Where a line of the records contains the word "List", show that line.
───── EXERCISE INPUTS ─────
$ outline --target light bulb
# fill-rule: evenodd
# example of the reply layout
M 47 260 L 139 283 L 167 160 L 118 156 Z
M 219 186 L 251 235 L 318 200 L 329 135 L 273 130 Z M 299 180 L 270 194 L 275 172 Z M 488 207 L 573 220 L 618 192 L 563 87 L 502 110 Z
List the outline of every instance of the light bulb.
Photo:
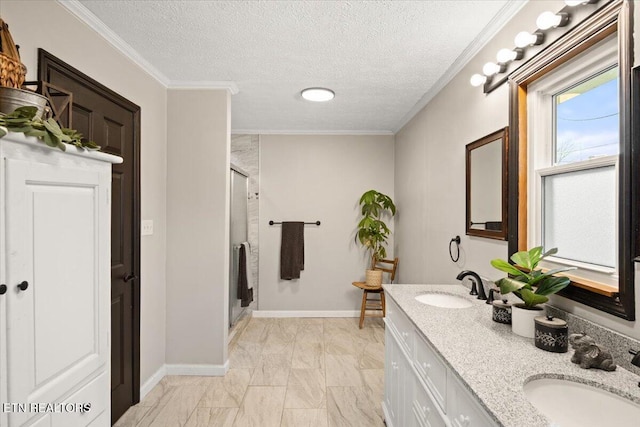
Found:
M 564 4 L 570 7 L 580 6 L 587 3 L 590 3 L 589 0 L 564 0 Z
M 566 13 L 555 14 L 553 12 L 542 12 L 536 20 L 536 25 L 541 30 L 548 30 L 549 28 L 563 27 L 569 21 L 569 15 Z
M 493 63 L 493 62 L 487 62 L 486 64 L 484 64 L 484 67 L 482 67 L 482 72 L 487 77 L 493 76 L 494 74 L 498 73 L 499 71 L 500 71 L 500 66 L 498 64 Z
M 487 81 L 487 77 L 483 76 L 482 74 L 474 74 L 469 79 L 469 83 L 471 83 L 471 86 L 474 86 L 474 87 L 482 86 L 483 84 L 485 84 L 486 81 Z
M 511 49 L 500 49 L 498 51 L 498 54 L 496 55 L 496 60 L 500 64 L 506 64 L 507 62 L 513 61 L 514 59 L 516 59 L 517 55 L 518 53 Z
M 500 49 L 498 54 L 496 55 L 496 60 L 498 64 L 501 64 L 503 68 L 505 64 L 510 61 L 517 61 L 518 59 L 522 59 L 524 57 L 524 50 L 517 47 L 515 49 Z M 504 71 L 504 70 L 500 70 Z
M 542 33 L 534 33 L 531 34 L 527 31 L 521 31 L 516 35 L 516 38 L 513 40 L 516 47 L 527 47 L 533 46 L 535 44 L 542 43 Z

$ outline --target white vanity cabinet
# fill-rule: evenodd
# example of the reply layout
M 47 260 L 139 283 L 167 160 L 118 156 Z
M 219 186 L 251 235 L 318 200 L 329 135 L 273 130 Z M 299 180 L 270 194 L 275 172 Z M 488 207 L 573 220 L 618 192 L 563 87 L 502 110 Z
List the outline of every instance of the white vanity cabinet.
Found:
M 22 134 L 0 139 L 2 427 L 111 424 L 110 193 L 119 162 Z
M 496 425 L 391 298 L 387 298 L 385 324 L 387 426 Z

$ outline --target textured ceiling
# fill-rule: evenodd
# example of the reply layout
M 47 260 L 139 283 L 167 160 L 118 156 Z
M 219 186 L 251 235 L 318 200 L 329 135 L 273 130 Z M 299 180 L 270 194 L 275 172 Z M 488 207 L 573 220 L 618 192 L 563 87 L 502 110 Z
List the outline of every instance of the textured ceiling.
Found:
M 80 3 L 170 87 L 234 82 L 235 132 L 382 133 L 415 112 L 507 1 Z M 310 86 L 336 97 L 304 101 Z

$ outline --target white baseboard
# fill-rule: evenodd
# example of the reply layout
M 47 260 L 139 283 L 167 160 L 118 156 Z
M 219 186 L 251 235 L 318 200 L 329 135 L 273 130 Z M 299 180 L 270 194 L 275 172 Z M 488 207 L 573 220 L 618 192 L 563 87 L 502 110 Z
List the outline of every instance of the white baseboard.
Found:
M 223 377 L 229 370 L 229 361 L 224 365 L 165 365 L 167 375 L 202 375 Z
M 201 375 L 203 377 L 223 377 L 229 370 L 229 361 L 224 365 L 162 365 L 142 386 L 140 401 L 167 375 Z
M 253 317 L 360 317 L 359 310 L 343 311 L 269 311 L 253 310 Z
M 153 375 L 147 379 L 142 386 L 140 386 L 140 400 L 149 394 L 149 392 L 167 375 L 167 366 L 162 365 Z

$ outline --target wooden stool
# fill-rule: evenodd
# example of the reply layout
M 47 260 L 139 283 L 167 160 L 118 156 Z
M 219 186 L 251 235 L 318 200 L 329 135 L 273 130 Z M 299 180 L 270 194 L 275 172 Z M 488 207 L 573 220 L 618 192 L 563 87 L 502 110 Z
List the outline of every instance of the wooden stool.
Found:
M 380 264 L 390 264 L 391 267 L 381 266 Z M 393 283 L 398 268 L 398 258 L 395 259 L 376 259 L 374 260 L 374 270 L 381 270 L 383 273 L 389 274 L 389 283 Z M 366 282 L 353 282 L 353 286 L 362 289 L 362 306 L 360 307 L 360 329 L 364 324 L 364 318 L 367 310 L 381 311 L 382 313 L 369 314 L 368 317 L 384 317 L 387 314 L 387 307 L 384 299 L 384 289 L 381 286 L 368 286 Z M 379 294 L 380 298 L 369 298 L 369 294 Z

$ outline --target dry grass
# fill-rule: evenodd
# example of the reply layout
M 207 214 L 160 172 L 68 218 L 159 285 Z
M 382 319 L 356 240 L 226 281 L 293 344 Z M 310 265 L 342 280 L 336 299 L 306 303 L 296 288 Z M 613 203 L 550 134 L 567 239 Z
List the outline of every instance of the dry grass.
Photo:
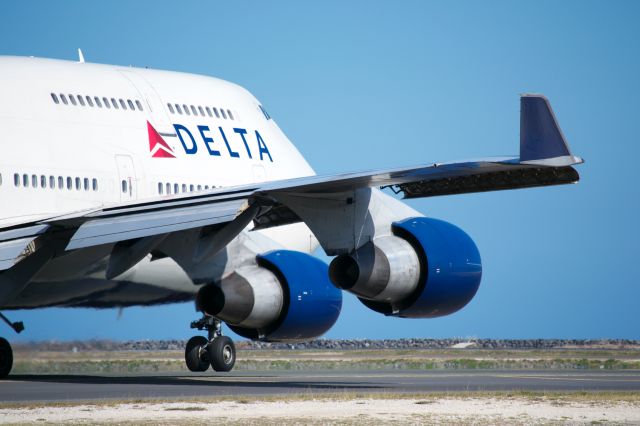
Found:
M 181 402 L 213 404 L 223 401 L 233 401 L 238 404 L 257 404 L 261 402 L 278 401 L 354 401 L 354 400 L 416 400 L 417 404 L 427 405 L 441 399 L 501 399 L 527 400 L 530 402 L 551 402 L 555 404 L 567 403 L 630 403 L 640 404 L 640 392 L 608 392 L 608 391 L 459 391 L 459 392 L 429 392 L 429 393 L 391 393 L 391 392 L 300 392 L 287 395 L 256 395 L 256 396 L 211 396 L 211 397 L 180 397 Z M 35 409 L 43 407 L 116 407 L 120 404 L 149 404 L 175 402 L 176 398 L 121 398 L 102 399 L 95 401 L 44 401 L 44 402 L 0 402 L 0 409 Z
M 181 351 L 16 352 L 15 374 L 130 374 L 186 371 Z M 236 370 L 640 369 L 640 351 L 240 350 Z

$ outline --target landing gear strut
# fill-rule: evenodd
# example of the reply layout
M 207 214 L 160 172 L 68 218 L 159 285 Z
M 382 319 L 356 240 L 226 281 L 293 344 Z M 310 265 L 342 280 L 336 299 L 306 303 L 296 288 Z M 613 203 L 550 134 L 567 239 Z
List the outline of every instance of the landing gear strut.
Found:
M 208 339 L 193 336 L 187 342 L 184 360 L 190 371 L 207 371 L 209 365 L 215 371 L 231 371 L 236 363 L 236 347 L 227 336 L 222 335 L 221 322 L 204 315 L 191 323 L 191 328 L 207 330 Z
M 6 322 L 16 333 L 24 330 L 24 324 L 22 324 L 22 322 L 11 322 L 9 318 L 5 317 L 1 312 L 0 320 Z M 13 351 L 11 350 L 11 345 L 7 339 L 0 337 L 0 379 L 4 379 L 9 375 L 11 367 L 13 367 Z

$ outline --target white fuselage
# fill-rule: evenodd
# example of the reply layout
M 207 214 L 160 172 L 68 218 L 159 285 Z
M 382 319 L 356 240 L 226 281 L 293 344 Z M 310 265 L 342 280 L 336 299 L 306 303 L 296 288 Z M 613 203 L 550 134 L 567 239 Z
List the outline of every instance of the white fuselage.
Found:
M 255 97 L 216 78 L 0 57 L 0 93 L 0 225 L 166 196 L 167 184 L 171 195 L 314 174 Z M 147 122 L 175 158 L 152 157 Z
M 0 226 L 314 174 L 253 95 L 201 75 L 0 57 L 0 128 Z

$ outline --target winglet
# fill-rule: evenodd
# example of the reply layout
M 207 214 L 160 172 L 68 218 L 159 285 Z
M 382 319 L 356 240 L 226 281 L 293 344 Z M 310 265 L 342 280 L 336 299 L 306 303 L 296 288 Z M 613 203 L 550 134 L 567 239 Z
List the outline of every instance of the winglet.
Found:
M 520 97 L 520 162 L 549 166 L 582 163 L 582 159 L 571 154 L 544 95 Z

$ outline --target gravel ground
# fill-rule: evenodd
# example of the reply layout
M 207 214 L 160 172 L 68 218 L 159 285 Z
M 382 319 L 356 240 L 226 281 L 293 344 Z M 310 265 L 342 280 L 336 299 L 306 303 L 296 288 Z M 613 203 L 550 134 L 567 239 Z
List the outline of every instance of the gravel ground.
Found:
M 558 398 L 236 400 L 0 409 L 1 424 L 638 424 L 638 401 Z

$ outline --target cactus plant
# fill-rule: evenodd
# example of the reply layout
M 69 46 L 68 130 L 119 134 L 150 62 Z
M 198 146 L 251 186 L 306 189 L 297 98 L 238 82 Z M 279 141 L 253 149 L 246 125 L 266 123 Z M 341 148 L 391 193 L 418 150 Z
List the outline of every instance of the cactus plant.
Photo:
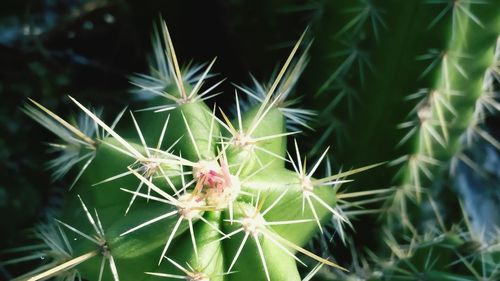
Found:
─────
__SOLUTION__:
List the outline of every instance of the light bulb.
List the outline of every instance of the white vanity cabinet.
List the outline of every instance of the textured ceiling.
List the outline of every instance of the white baseboard.
List the outline of every instance of the wooden stool.
List the outline of every instance of the dry grass.
List the outline of every instance of the landing gear strut.
List the outline of every instance of the white fuselage.
List the outline of every instance of the winglet.
List the outline of every instance of the gravel ground.
List the outline of every instance of the cactus plant.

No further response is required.